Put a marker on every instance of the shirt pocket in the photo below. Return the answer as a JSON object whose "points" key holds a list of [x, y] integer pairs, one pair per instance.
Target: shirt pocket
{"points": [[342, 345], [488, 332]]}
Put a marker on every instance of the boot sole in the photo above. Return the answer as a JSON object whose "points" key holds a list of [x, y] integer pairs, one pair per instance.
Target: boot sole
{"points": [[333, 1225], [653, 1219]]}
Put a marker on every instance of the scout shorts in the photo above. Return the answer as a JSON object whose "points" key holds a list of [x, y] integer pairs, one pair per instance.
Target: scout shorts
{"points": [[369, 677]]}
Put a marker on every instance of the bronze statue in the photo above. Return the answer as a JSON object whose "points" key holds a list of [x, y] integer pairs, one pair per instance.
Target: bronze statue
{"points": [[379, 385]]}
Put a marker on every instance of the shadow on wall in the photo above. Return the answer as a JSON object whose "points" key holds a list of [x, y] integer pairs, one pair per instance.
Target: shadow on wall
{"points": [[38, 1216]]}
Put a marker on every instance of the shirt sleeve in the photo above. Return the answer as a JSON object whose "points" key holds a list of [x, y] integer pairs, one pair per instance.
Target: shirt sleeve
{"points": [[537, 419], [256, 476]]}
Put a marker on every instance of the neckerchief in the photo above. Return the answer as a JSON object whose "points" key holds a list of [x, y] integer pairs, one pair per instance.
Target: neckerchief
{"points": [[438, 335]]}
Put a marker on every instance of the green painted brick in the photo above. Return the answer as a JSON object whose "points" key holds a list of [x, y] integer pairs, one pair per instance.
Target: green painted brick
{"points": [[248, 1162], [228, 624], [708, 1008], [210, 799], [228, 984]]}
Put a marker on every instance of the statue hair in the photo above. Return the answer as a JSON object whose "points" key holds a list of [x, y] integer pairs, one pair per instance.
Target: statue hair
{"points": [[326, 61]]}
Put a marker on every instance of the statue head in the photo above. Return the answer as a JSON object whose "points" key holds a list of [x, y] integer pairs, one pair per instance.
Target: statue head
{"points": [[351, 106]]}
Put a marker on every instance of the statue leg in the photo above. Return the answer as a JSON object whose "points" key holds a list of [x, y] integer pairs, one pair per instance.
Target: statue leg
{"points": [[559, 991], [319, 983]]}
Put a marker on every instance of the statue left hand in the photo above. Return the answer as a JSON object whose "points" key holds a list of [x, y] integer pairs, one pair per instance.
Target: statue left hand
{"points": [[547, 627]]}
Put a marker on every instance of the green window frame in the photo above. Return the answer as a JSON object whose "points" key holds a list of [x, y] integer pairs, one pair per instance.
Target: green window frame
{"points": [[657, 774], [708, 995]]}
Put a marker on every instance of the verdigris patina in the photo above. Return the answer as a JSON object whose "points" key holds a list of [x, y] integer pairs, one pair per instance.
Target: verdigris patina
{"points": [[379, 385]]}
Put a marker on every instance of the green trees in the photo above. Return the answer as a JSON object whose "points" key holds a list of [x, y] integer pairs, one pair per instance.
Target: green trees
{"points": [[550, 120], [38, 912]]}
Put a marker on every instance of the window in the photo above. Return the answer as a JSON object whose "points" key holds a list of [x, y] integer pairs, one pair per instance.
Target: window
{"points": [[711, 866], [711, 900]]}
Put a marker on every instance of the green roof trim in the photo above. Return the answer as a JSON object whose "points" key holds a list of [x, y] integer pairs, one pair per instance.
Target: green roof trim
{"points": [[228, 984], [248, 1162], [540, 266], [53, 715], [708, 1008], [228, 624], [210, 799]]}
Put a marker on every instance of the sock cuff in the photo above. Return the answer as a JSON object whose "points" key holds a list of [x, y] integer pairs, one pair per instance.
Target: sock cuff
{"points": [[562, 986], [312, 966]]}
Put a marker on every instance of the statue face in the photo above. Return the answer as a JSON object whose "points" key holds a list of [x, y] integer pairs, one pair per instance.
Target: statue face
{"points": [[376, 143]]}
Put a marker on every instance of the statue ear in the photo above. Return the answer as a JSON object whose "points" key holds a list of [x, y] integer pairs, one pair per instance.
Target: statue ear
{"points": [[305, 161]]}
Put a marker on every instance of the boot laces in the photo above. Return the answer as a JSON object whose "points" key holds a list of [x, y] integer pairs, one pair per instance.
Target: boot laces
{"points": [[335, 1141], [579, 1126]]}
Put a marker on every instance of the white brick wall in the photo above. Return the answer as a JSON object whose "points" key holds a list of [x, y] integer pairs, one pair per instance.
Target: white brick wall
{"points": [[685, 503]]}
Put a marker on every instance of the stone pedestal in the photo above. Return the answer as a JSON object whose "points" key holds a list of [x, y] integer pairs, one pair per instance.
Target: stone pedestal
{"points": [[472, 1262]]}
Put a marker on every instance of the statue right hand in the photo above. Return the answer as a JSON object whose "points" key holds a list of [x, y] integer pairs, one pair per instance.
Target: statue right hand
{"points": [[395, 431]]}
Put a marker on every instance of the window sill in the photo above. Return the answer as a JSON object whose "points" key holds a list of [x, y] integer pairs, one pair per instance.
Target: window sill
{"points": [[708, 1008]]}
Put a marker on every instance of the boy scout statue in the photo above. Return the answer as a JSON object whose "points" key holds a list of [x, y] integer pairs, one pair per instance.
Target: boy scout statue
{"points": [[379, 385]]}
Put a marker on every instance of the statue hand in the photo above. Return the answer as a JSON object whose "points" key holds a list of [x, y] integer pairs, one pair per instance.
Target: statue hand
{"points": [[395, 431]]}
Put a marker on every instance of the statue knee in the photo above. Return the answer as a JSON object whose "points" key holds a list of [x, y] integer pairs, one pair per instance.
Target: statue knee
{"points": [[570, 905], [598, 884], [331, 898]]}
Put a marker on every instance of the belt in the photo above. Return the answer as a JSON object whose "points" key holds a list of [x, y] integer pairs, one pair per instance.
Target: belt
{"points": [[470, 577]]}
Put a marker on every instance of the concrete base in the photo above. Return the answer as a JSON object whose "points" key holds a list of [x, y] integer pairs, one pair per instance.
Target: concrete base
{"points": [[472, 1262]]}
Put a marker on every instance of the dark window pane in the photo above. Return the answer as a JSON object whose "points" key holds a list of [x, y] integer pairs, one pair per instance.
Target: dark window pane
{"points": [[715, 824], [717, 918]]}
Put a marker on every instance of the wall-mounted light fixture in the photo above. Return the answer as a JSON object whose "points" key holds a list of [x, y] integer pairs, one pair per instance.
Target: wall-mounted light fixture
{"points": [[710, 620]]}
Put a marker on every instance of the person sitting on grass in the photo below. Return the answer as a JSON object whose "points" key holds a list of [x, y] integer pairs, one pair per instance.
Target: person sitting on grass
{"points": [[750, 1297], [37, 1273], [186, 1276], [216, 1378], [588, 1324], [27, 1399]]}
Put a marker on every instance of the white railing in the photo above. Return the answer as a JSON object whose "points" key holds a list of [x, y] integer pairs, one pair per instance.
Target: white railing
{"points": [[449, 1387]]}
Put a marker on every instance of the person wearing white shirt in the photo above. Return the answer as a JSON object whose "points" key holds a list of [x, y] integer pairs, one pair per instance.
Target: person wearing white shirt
────
Write out all of the records above again, word for word and in their original order, from the first through the last.

## Solution for this exercise:
Put a marker on every instance of the shirt pocket in the photo below. Return the answer as a JSON object whose "points" key holds a list of [x, y] integer pairs, one pair per instance.
Target: shirt pocket
{"points": [[342, 345], [488, 332]]}
Put a marker on every instance of the boot sole in the photo above. Return the answer as a JSON object whose "points" key holds a list of [x, y] integer pairs, one pair per instance.
Target: boot sole
{"points": [[333, 1225], [653, 1219]]}
Put a marker on every instance of the scout shorts in the photo above. Return the answer as a JSON object whose "points" key holds a list of [x, y] integer pairs, one pair per instance.
Target: scout shorts
{"points": [[369, 677]]}
Put a marker on every instance of the bronze statue in the photo above. Return the answer as a JSON object whose "points" key holds a list of [x, y] integer pairs, one pair per instance.
Target: bronze statue
{"points": [[379, 385]]}
Put a marker on every instance of the shadow on wall in the photo above. Return the answer as a JSON object whose "points" key holds a list of [x, y] integer pairs, one pair per instance.
Target: shadow on wall
{"points": [[38, 1216]]}
Put a marker on every instance of the shirt sleeve in the photo above. Return the answer as a JSON object whose "points" key holds a list of [x, y] integer pairs, one pair per instance.
Target: shirt sleeve
{"points": [[537, 419], [256, 476]]}
Put a marker on every instance of the neckerchief in the photo above. Return the answer as a JSON object whose "points" key holds a list of [x, y] integer pairs, one pair per instance.
Target: neckerchief
{"points": [[438, 335]]}
Put a marker on every instance of the green painted brick in the photo above. Return the answer as a JSON object whose "points" key holds a list of [x, y] integer pairs, one pair per instance.
Target: green painted brick
{"points": [[248, 1162], [228, 624], [708, 1008], [210, 799], [228, 984]]}
Put a marker on every instance of the statue hair in the photo above. Return the answer as a JSON object whose "points" key holds a list of [x, y] integer pairs, one pair per instance.
Target: statue hair
{"points": [[326, 61]]}
Put a marker on every instance of the statue head in the photo above. Return the answer as a JSON object whose "points" key holds a list of [x, y] integer pairs, one pair per instance.
Target: statue head
{"points": [[351, 106]]}
Put a marker on every instance of the statue leg in the photo above. Return the answer as a JSON object whose "points" key holds a list of [x, y] integer pairs, one pair per instance.
Target: statue leg
{"points": [[559, 991], [319, 983]]}
Put a marker on every instance of the statue left hand in the photo above. Return the answer as a JSON object whose "points" key holds a list of [x, y] integer pairs, one pair per instance.
Target: statue left hand
{"points": [[547, 627]]}
Put a marker on every instance of the green window frame in the photo above. Return the answer as a JSON object whose "points" key holds a list of [x, y] integer pairs, one pair per instance.
Target: green window frame
{"points": [[657, 774], [708, 995]]}
Put a marker on every instance of the verdigris patina in the photo above. Return the answer as a JSON object whose "points" key holds a list of [x, y] integer pairs, one pair per instance.
Target: verdigris patina
{"points": [[379, 385]]}
Put a marker on every instance of the green trees in the photo above. Return the answer as a JSON object whose "points" key holds a list of [x, y] integer pairs, one pair per instance.
Target: green trees
{"points": [[550, 120], [38, 912]]}
Put a marker on every instance of the window in the photo above. Return the answer as a JSON object whose "points" key holds a list of [x, y] integer pairs, one pair per instance.
Target: window
{"points": [[711, 866], [711, 900]]}
Put a marker on every instance of the green roof trim in the photo above. Return the answer as a JSON object whose "points" key holds a list of [x, y] integer pairs, one pair per instance.
Target: green roof trim
{"points": [[228, 984], [248, 1162], [540, 266], [53, 715], [708, 1008], [228, 624], [210, 799]]}
Put a marker on every instance of the sock cuff in the photo above. Return the answer as a JSON object whose "points" key holds a list of [x, y] integer pairs, one pair per instance.
Target: sock cuff
{"points": [[562, 986], [312, 966]]}
Put a marker on every instance of the statue face in the photo above. Return the answer as a JSON object whose "points" key holds a list of [x, y] integer pairs, one pair per instance.
Target: statue face
{"points": [[376, 143]]}
Put a marker on every instance of the statue ear in the photo above. Return the answer as a JSON object whose "points" key holds a list of [x, y] integer pairs, one pair per instance.
Target: statue ear
{"points": [[305, 161]]}
Put a marker on every instance of the boot laces in the photo above. Return the answer as a JSON object whose "points" key holds a list of [x, y] integer pairs, one pair per instance.
Target: boot laces
{"points": [[335, 1141], [579, 1126]]}
Put a marker on every instance of the white brick wall in the photo above. Return the answer as a JSON object whose "points" key holds a list of [x, y] integer pairs, one pair per instance.
Target: white brick wall
{"points": [[685, 503]]}
Put a marker on every instance of the stone pedestal in the photo above. Return the answer as a JSON object whose "points" key holds a list of [x, y] integer pairs, one pair per instance.
Target: stone pedestal
{"points": [[472, 1262]]}
Put a marker on every instance of the statue right hand in the photo above. Return the answer as a JSON object whose "points" key holds a list of [x, y] integer pairs, one pair per instance.
Target: statue right hand
{"points": [[395, 431]]}
Put a marker on every instance of the window sill in the photo above. Return the answer as a JSON object whose "points" key holds a list of [x, y] integer pairs, one pair per instance.
Target: window sill
{"points": [[708, 1008]]}
Put a marker on every instance of the boy scout statue in the photo above. Return the answer as a JSON object whose "points" key holds a list of [x, y] integer pairs, one pair per instance.
Target: boy scout statue
{"points": [[379, 385]]}
Put a marker on every instance of the statue hand in the photo above. Return the answer as a JSON object whose "points" key holds a list of [x, y] integer pairs, one pair per instance.
Target: statue hand
{"points": [[395, 431]]}
Put a marker on every instance of the statue knee in the photo above. Return the answer as a JSON object whose "points" key holds a list of [x, y] integer pairs, one pair per instance.
Target: statue knee
{"points": [[570, 905], [598, 884], [331, 898]]}
Put a marker on every instance of the belt in the photo above. Return the answer as a JSON object whose "points" key holds a list of [x, y] integer pairs, one pair per instance.
Target: belt
{"points": [[470, 577]]}
Put a marker on every instance of the concrete base in the photo above. Return the answer as a JSON object whose "points" key holds a list of [x, y] integer pairs, one pair per instance.
Target: concrete base
{"points": [[472, 1262]]}
Put a marker on every instance of the dark window pane in the photo above. Return the answer as a JSON object whose "points" key holds a list of [x, y] integer pairs, one pair per instance.
Target: dark window pane
{"points": [[715, 824], [717, 918]]}
Put a marker on every instance of the wall-mounted light fixture in the photo above. Return the answer as a JSON object whose "points" key holds a list of [x, y] integer pairs, one pair per instance.
Target: wall-mounted light fixture
{"points": [[710, 620]]}
Put a marker on every instance of the person sitting on grass in the photo below. Return the answer as a JSON object whose "points" key holds a list of [x, y] integer pairs, one pair per instance.
Target: person sitting on grass
{"points": [[750, 1297], [37, 1273], [186, 1276], [216, 1378], [588, 1324], [27, 1399]]}
Put a marker on every instance of the white railing in the photo above. Return the answer as a JSON object whose "points" key holds a list of [x, y] integer pairs, one pair per instance.
Target: white railing
{"points": [[449, 1387]]}
Put a marker on every instance of the person wearing white shirt in the photo above. Return the answer as a JSON object whose "points" key holds a list of [x, y] integer pairs, one pair per instance.
Target: person wearing white shirt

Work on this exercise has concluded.